* WHAT TO DO:
1: In the article about WD Blue hybrid drives, how much NAND flash cache do the drives have?
2: Retype the passage of the article about WD Blue hybrid drives that opens with the words containing "Initially Western Digital" and closes with "on PCMark Vantage.".
3: Using the article about WD Blue hybrid drives, state whether each statement agrees with it, and quote the words that decide: (a) The 1TB model comes in a 3.5-inch form factor. (b) The drives include 64MB of DRAM cache. (c) Western Digital bases its speed claim on PCMark Vantage.

* DOCUMENT EXTRACT:
══════════

Western Digital has quietly started to sell its new WD Blue solid-state hybrid drives with ‘self-learning’ NAND flash cache. The drives are designed to offer solid-state drive-like performance in select applications, but are not expected to be too expensive since they belong to WD’s mainstream family of products.
Initially Western Digital will offer two new-generation WD Blue SSHD models: the WD40E31X drive with 4TB capacity in 3.5” form-factor for desktops as well as the WD10J31X drive with 1TB capacity in 2.5” form-factor for laptops. The solid-state hybrid drives feature 5400rpm spindle speed, Serial ATA-6Gb/s interface, 8GB of intelligent multi-level-cell NAND flash cache, 64MB DRAM cache and so on.
The WD Blue SSHDs automatically determine frequently used LBA sectors of their magnetic media and cache them in the NAND flash memory buffer, significantly speeding up boot times of Windows and load times of frequently used applications. Western Digital claims that its WD Blue SSHDs perform up to four to five times faster than traditional 5400rpm HDDs, based on PCMark Vantage.

══════════

Dataset excerpt

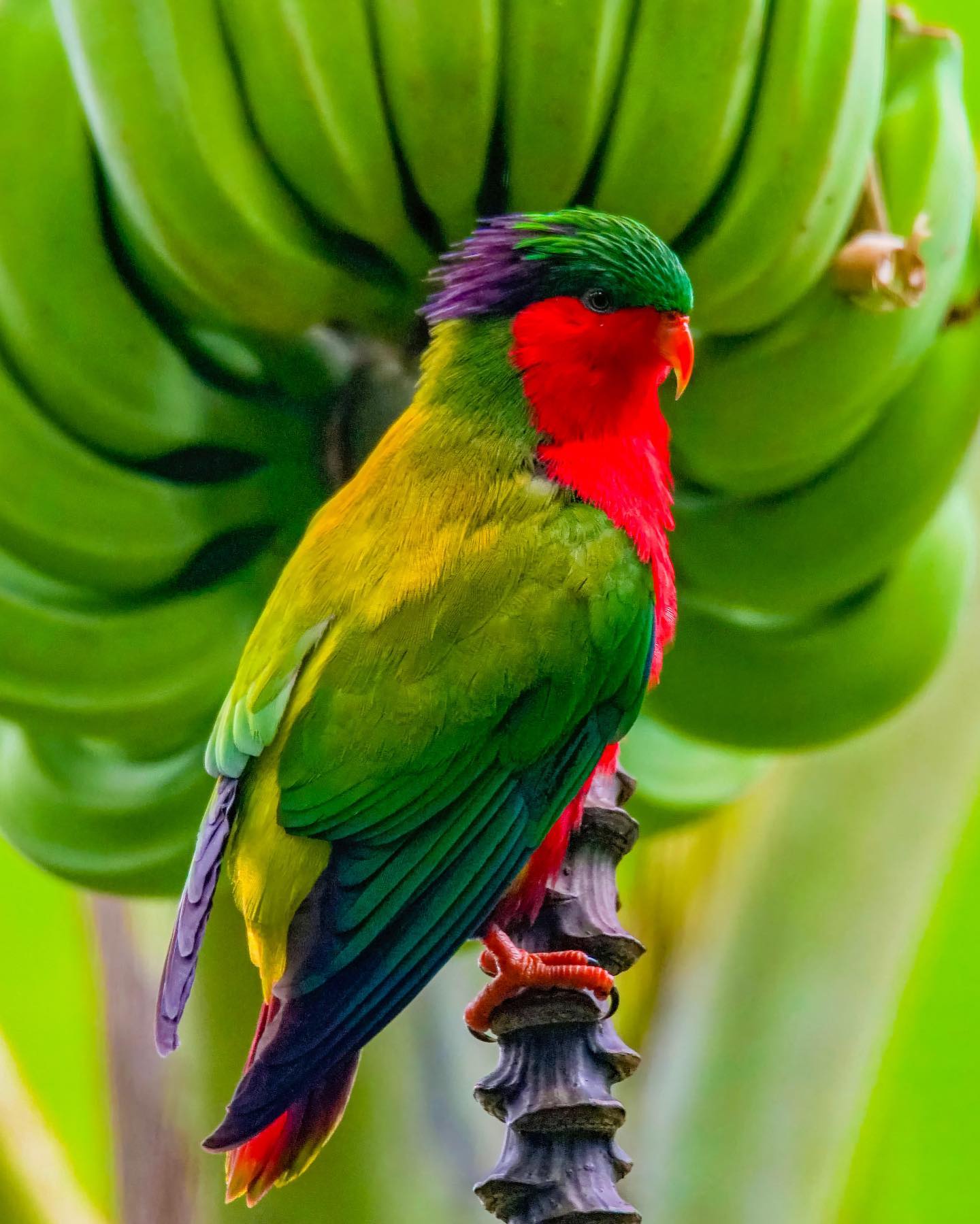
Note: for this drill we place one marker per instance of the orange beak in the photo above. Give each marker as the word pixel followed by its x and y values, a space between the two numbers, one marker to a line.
pixel 678 348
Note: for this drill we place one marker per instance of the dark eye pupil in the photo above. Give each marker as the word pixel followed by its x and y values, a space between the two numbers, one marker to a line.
pixel 598 300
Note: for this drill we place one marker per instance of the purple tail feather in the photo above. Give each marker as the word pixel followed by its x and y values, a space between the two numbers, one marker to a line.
pixel 193 913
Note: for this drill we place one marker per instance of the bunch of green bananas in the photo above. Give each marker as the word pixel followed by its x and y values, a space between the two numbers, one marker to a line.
pixel 186 190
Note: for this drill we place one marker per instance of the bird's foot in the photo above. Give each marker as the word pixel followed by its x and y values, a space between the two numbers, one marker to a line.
pixel 514 970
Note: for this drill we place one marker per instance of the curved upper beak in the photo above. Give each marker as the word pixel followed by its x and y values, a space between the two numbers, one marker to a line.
pixel 678 348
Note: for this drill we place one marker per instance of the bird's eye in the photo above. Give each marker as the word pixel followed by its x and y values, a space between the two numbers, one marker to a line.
pixel 598 300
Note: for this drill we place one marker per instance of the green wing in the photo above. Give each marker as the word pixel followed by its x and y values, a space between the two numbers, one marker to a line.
pixel 441 743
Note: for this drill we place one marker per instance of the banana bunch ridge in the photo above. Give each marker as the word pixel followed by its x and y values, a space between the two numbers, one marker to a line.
pixel 190 194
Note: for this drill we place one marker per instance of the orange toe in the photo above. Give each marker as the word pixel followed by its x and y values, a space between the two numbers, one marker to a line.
pixel 517 970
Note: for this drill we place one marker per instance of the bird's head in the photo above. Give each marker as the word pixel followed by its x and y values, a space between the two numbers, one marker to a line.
pixel 598 306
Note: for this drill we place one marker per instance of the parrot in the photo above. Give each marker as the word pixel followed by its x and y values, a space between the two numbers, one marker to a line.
pixel 462 637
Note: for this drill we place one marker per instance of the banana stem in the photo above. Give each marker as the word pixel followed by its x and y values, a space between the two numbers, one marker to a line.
pixel 877 268
pixel 559 1053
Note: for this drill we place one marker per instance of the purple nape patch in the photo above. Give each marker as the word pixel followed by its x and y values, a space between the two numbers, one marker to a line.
pixel 483 274
pixel 193 913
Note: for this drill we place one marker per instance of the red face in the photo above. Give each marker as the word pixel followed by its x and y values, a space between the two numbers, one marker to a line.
pixel 589 374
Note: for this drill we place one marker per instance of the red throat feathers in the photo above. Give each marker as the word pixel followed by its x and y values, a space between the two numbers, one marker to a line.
pixel 592 382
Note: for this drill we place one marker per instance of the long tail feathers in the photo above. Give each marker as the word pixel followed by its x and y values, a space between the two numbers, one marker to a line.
pixel 193 913
pixel 287 1146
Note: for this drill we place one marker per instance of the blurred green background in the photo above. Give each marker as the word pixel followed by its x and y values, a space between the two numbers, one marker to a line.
pixel 810 1002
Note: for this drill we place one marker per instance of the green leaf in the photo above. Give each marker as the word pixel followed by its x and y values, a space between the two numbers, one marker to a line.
pixel 55 1127
pixel 782 998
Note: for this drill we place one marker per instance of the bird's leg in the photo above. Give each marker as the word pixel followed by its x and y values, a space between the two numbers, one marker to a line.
pixel 514 970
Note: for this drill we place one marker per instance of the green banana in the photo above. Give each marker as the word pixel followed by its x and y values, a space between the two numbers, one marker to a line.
pixel 679 779
pixel 796 184
pixel 148 676
pixel 685 102
pixel 91 814
pixel 318 108
pixel 781 683
pixel 768 412
pixel 67 323
pixel 82 519
pixel 206 217
pixel 551 133
pixel 440 67
pixel 814 545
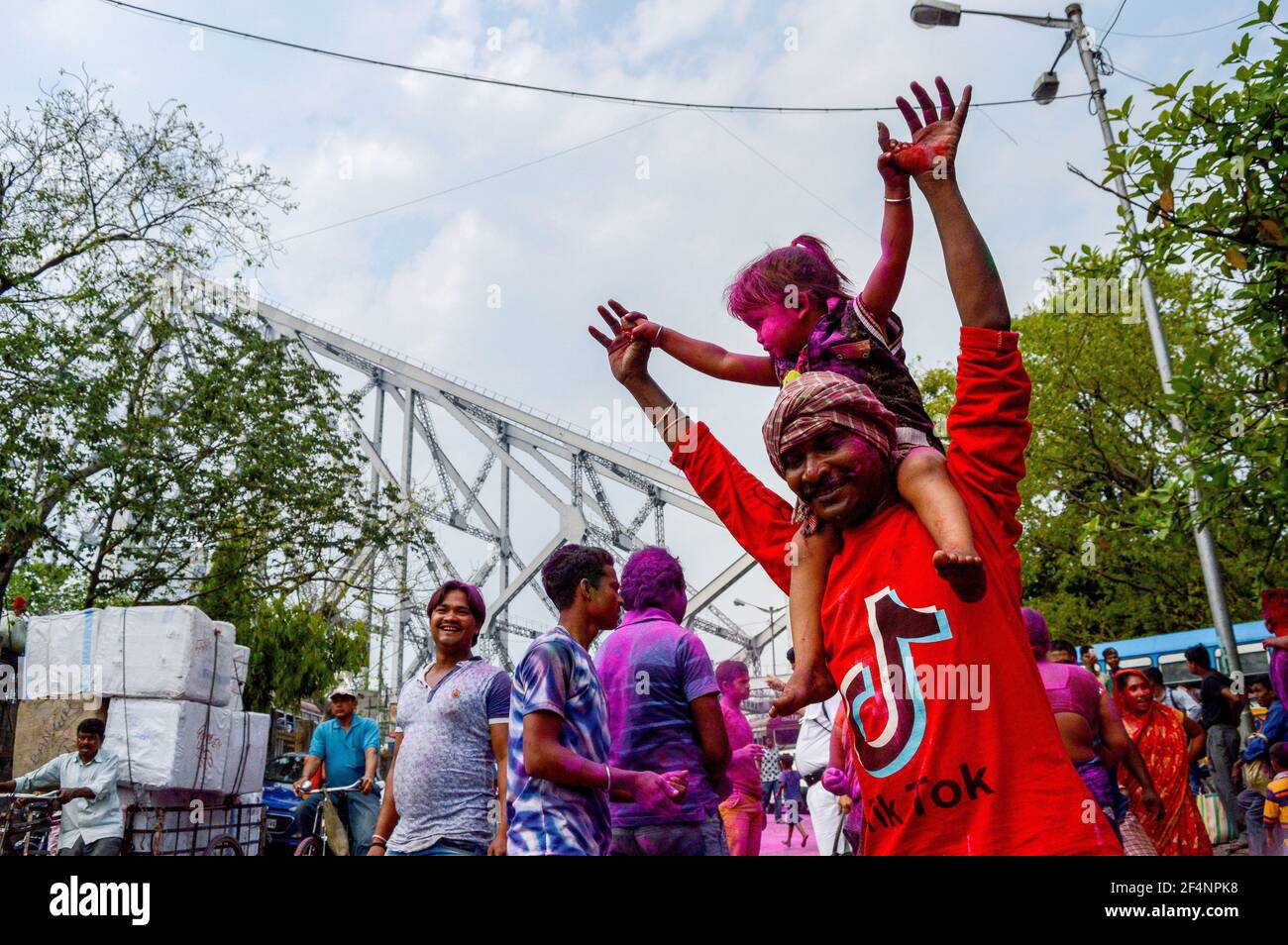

══════════

* SOLUTIONS:
1: 8GB of multi-level-cell NAND flash cache.

2:
Initially Western Digital will offer two new-generation WD Blue SSHD models: the WD40E31X drive with 4TB capacity in 3.5” form-factor for desktops as well as the WD10J31X drive with 1TB capacity in 2.5” form-factor for laptops. The solid-state hybrid drives feature 5400rpm spindle speed, Serial ATA-6Gb/s interface, 8GB of intelligent multi-level-cell NAND flash cache, 64MB DRAM cache and so on.
The WD Blue SSHDs automatically determine frequently used LBA sectors of their magnetic media and cache them in the NAND flash memory buffer, significantly speeding up boot times of Windows and load times of frequently used applications. Western Digital claims that its WD Blue SSHDs perform up to four to five times faster than traditional 5400rpm HDDs, based on PCMark Vantage.

3:
(a) No: "the WD10J31X drive with 1TB capacity in 2.5” form-factor for laptops"
(b) Yes: "64MB DRAM cache"
(c) Yes: "up to four to five times faster than traditional 5400rpm HDDs, based on PCMark Vantage"